Output every one of the entries below as a numbered list, leaving out any blank lines.

Records contained in a dataset:
↓↓↓
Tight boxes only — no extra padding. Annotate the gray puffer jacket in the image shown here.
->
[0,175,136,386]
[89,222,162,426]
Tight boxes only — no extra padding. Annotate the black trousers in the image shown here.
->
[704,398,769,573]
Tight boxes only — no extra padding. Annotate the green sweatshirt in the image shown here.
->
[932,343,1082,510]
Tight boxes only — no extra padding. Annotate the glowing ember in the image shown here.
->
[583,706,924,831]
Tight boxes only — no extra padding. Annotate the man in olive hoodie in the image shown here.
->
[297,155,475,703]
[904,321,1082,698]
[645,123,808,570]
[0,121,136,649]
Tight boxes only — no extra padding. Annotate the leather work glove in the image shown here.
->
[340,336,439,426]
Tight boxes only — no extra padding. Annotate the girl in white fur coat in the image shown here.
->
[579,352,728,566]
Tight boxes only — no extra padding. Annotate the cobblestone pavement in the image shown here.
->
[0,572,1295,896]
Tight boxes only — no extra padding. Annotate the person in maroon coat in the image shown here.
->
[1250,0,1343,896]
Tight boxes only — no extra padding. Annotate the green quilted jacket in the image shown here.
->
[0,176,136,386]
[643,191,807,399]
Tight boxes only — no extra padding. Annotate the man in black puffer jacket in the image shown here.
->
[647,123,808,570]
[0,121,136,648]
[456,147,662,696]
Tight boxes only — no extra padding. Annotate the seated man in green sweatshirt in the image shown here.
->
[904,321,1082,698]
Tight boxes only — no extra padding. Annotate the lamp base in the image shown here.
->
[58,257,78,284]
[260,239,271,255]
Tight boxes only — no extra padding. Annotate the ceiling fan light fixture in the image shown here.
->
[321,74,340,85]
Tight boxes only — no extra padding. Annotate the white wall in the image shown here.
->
↑↑↑
» Solution to the exercise:
1. Tight boxes only — no extra padding. Annotate the gray puffer jacket in the image shown here.
2. ->
3. [0,175,136,386]
4. [89,222,162,426]
5. Tight boxes only — no extra padding. Annotate the black trousers in the image shown here.
6. ->
7. [704,398,769,573]
8. Tight boxes only — no extra padding. Annotate the green sweatshirt in the image shown here.
9. ->
10. [932,343,1082,510]
11. Tight boxes only — no extra padding. Annotate the glowing ember in the image shown here.
12. ->
13. [583,706,924,831]
14. Tight boxes only — no extra padding. Annotate the man in olive hoodie in the image shown here.
15. ->
16. [297,155,475,703]
17. [904,321,1082,698]
18. [645,123,808,570]
19. [0,121,136,649]
20. Tight boxes only — no extra padding. Annotate the leather work glove in the image shown here.
21. ->
22. [340,336,439,426]
23. Tight boxes only — no extra padding. Annotate the girl in white fur coat in the image shown here.
24. ->
25. [579,352,728,566]
26. Tight boxes only — no extra padding. Annotate the cobblestone pavement in the image shown here.
27. ->
28. [0,572,1295,896]
29. Tight boxes only — no extra padding. Annotate the person in maroon coat in the image shown here.
30. ->
31. [1250,0,1343,896]
32. Tight boxes only — no extra padding. Annotate the green quilted jacket in the image shown here.
33. ->
34. [0,176,136,386]
35. [643,191,807,399]
36. Tight boxes only — no extra padding. Annotate the man in black puffer jacket in the image shown here.
37. ->
38. [647,123,808,570]
39. [0,121,136,648]
40. [456,147,662,696]
41. Tight boxes only — no extra padding. Annotate the seated man in green sweatshirt in the image shown here.
42. ->
43. [904,321,1082,698]
44. Tight boxes only — no extra padding. Annotate the lamp base in the image shown here.
45. ->
46. [58,257,78,284]
47. [260,239,271,255]
48. Tight boxes only — no extra padding. Annotate the ceiling fan light fixture in the image shown here.
49. ->
50. [321,74,340,85]
51. Tight boxes only — no extra padding. Annotate the white wall in the image shown here.
52. ->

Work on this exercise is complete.